━━━━━ FRAGMENTO DEL DOCUMENTO
Por otro lado, estos grandes rasgos, de nuevo, esconden detalles importantes sobre el consumo de alcohol. Sabemos que el consumo de alcohol en la familia siguió prácticamente igual, mientras que bajó radicalmente el consumo con amigos y compañeros de trabajo. Lo que aumentó fue el consumo solitario de alcohol. Este dato esconde de nuevo una diferenciación interesante: Al ser el vino la bebida alcohólica consumida en casa por excelencia, en el cálculo total del consumo de alcohol en casa aumentó el del vino, y bajó el consumo de cervezas y otras bebidas espirituosas, más relacionadas con la sociabilidad en los bares.
Y surgió una forma nueva de beber: el consumo online. Sea en reuniones online con amigos y familiares o en las múltiples experiencias de cata, de cursos especializados para enófilos y hasta enoturismo online, se multiplicaron estos modos novedosos a causa de la situación pandémica. De hecho, surgió todo un nuevo ámbito de ocio online. Aumentaron las compras online y las solicitudes de comida a casa. Muchos restaurantes pudieron sobrevivir a base de este nuevo modelo de negocio.
━━━━━━━━━━
━━━━━ CONJUNTO DE DATOS
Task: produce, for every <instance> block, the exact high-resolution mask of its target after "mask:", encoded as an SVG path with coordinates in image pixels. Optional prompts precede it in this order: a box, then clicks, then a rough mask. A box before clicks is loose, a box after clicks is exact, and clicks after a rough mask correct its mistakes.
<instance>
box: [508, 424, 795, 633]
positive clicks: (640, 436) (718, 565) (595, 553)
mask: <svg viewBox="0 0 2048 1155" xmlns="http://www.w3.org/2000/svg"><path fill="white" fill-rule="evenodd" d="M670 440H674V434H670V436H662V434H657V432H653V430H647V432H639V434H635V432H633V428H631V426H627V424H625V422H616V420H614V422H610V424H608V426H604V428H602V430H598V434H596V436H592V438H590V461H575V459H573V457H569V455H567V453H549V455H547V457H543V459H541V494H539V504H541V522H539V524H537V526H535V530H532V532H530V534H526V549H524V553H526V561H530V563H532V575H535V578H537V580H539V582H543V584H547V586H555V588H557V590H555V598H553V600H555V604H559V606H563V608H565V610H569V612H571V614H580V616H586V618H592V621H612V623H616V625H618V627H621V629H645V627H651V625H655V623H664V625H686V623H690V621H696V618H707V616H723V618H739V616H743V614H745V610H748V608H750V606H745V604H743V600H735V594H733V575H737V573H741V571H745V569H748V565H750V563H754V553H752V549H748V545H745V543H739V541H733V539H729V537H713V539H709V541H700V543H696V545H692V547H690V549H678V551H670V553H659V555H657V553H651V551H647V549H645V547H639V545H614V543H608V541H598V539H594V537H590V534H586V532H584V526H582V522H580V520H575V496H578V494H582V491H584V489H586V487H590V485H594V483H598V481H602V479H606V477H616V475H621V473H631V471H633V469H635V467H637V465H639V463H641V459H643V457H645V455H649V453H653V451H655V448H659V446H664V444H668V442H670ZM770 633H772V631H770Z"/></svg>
━━━━━━━━━━
> _TAREA A_
Según el texto sobre el consumo de alcohol, ¿qué forma de consumo de alcohol aumentó?
> _TAREA B_
Continúa el texto sobre el consumo de alcohol a partir de su última oración.

> _RESULTADO A_
Aumentó el consumo solitario de alcohol.

> _RESULTADO B_
Y también las razones de consumir cambiaron. Se bebió menos alcohol por cuestiones de sociabilidad o celebraciones, pero aumentó el consumo como estrategia de relajación, para dormir o para luchar contra la ansiedad (y por responsabilidad hay que avisar aquí de que no es una estrategia recomendable utilizar el alcohol contra problemas psicológicos).
Mirando ahora a los productores de vino que, por su vínculo con la tierra y la economía regional, tienen una relevancia importante para la estabilidad social y económica, estos cambios no podían quedar sin efecto. Algunos de los grandes productores —o aquellos que producen vino a granel para estos grandes productores— y que trabajan sobre todo con las grandes cadenas de supermercados, incluso pudieron ver aumentadas sus ventas. En cambio, las bodegas pequeñas que dependen más de la venta directa, de las tiendas especializadas y sobre todo de la gastronomía, han sido las que más han sufrido la crisis económica derivada de la pandemia.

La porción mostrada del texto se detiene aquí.